Exercise instructions
Write out, without any change, the part of the entries that opens with the line containing "Find and box the valley floor." and closes with the line containing "[62,291,81,319]", including both of those lines.

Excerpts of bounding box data
------------------------------------------------

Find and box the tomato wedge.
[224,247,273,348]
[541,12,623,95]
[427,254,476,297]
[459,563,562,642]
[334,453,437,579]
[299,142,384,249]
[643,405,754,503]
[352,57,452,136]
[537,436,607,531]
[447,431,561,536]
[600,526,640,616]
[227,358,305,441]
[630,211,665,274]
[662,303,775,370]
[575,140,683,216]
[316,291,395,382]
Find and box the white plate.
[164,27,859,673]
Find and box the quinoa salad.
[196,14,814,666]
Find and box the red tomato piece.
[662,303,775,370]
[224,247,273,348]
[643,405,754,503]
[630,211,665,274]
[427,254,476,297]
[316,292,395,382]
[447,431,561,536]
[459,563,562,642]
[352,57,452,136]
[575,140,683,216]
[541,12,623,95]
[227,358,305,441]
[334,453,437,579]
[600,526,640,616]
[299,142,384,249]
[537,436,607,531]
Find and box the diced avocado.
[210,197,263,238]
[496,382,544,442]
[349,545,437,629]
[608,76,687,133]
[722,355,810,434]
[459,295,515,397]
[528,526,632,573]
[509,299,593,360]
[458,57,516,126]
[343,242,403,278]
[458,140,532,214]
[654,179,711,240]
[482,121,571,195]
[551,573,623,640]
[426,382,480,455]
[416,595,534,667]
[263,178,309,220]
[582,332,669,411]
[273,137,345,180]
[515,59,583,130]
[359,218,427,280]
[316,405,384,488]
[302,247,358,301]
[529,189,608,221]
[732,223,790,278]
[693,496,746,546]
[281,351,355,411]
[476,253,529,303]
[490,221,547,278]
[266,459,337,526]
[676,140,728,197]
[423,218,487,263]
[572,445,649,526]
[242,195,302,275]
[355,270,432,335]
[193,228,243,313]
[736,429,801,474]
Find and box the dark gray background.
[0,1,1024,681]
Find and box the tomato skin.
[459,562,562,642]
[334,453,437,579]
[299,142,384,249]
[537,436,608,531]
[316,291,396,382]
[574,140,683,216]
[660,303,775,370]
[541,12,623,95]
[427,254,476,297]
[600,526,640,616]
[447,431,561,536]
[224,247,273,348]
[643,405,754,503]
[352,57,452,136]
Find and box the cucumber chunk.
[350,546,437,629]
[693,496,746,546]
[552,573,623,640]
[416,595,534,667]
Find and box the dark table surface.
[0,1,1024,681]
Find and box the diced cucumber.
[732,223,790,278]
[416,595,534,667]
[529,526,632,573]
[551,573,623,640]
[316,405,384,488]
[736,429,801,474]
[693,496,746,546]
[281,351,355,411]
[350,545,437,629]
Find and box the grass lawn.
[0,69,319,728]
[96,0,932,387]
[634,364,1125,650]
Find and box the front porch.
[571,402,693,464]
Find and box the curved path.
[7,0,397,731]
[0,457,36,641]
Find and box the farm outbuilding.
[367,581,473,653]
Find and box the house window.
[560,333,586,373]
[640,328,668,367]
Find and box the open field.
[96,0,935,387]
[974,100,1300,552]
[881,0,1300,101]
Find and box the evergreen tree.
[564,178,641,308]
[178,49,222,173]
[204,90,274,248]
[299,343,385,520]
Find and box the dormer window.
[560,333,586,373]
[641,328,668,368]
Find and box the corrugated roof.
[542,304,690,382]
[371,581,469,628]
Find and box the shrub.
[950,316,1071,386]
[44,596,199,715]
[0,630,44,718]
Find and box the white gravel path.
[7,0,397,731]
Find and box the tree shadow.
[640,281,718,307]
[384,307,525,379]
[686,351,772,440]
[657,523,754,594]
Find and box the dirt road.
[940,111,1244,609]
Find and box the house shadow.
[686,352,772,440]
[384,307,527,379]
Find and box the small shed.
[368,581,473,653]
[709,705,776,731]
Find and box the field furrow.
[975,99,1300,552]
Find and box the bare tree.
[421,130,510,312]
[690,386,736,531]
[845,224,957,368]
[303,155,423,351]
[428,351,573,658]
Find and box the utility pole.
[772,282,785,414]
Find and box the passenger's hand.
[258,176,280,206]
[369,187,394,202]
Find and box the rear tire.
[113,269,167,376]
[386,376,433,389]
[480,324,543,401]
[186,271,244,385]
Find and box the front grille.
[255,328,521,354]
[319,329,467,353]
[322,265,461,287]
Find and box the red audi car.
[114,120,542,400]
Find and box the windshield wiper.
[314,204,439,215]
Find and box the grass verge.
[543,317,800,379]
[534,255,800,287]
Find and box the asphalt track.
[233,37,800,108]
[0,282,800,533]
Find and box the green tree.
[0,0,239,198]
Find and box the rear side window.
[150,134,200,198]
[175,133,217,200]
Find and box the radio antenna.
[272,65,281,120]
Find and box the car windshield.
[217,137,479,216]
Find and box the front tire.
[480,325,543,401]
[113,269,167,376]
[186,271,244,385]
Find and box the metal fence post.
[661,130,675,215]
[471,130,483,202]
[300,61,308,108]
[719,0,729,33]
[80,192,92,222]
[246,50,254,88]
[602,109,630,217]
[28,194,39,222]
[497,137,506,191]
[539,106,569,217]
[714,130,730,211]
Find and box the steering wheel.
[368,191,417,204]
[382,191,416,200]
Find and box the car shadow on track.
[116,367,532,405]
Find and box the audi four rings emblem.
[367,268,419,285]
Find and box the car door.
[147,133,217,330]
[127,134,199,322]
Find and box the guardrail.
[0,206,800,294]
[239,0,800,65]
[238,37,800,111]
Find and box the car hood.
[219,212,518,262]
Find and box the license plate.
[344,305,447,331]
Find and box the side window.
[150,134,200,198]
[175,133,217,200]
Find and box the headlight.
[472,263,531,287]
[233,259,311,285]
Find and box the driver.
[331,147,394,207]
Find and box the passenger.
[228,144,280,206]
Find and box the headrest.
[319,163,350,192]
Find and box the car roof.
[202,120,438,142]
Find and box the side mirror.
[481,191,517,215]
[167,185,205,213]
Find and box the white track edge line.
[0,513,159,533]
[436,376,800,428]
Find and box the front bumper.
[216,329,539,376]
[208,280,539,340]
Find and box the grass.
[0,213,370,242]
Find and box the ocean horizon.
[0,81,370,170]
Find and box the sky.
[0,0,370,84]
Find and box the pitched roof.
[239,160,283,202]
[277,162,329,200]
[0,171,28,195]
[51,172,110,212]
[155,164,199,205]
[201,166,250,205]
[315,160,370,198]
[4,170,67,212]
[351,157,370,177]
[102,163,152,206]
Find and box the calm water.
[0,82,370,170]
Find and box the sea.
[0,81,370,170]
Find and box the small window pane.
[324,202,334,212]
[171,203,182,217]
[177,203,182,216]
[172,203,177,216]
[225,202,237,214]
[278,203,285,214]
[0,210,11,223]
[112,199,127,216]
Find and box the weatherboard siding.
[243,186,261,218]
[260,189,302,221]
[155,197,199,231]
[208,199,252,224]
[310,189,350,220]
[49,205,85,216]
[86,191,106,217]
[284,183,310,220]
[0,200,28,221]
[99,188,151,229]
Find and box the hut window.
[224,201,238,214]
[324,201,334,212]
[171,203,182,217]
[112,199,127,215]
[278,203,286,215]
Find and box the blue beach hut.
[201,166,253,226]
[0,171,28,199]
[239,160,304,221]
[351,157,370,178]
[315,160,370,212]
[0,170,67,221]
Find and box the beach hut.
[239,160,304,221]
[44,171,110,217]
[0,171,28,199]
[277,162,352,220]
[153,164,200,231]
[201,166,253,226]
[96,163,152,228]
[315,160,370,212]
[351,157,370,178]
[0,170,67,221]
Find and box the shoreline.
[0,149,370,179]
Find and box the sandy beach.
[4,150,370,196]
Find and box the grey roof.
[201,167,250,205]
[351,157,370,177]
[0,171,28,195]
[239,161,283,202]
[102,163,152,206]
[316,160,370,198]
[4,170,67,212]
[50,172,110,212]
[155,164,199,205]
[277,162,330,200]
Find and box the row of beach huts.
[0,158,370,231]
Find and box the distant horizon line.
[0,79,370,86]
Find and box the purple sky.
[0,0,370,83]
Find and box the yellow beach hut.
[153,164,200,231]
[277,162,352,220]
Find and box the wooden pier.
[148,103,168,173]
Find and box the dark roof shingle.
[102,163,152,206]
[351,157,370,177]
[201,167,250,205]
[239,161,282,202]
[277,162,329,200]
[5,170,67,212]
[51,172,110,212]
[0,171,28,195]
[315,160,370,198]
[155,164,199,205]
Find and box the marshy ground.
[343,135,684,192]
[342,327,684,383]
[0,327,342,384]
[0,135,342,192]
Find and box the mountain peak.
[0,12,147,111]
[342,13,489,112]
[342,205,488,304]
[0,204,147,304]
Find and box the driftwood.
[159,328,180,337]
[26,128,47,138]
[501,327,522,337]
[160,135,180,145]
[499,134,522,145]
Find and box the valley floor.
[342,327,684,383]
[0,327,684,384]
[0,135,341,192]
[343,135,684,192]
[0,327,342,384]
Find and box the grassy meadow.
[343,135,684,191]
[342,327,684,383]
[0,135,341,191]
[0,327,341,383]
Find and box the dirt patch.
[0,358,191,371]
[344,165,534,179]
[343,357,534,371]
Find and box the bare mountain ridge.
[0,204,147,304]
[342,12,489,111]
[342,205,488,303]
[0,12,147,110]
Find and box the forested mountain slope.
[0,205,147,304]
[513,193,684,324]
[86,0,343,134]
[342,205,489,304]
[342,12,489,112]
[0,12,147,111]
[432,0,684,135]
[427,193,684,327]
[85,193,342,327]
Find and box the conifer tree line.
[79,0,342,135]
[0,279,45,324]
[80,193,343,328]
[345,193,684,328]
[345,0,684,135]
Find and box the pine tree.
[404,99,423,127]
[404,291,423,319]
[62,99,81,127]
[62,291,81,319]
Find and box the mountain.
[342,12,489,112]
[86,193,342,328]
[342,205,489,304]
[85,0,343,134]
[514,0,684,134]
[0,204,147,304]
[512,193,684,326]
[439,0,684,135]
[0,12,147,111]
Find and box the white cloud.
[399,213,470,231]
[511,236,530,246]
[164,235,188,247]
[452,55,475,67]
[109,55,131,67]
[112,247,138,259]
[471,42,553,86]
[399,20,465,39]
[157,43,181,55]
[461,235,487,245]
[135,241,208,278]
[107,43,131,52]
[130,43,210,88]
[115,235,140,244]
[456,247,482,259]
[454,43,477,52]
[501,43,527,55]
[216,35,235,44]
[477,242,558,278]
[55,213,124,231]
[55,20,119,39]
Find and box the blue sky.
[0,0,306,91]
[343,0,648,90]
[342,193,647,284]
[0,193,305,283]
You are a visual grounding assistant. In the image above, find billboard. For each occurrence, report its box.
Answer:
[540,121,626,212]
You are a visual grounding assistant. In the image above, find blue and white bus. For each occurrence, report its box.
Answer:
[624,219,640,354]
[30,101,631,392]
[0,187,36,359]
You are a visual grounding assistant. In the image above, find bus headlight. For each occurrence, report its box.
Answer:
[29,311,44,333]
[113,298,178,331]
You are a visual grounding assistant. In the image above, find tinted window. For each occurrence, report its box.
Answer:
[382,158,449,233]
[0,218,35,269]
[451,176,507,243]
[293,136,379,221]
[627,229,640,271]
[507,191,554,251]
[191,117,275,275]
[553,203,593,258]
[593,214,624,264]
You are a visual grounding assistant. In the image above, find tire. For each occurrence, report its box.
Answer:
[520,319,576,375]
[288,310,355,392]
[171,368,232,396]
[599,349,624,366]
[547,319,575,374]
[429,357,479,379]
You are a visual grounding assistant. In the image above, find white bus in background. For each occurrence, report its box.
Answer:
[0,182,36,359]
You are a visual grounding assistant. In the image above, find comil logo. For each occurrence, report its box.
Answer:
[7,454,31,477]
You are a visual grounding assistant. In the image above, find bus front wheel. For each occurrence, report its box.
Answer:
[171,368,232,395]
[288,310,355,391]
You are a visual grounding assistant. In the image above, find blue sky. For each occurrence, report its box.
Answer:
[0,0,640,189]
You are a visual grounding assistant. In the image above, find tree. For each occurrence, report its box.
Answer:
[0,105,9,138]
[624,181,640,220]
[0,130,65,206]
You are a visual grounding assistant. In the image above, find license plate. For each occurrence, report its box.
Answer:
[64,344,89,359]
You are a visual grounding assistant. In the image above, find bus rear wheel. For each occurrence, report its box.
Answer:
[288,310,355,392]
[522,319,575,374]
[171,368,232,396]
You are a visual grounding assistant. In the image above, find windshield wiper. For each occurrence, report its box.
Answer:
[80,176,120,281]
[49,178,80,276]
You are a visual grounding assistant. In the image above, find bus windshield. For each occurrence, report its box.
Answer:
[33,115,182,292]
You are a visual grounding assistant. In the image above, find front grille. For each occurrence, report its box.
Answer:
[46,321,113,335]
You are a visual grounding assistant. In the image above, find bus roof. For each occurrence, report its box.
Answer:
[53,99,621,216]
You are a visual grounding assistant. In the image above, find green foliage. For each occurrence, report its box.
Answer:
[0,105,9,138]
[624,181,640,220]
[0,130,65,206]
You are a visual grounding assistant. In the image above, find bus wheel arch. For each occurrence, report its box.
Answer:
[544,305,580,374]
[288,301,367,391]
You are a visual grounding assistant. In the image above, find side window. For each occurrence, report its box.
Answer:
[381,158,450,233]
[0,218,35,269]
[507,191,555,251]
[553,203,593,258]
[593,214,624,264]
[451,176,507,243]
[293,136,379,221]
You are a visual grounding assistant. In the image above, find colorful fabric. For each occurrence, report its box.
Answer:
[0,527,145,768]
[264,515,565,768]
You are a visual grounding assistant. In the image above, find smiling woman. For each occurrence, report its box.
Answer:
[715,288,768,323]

------------------------------------------------

The response
Find and box the valley floor.
[342,327,684,383]
[0,327,684,384]
[0,135,341,192]
[343,135,684,192]
[0,327,342,384]
Find and box the grassy meadow.
[343,135,684,191]
[342,327,684,383]
[0,135,341,191]
[0,327,341,383]
Find and box the dirt patch.
[0,358,191,371]
[344,165,534,179]
[343,357,534,371]
Find and box the bare mountain ridge.
[0,204,147,304]
[342,12,489,111]
[342,205,488,303]
[0,12,147,110]
Find and box the forested mountain slope.
[0,205,147,304]
[513,193,684,324]
[86,0,343,134]
[342,205,489,304]
[342,12,489,112]
[0,12,147,111]
[432,0,684,135]
[427,193,684,327]
[85,193,342,327]
Find and box the conifer tree line.
[79,0,342,135]
[0,279,45,324]
[80,193,343,328]
[345,193,684,328]
[345,0,684,135]
Find and box the pine tree.
[404,99,423,127]
[404,291,423,319]
[62,99,81,127]
[62,291,81,319]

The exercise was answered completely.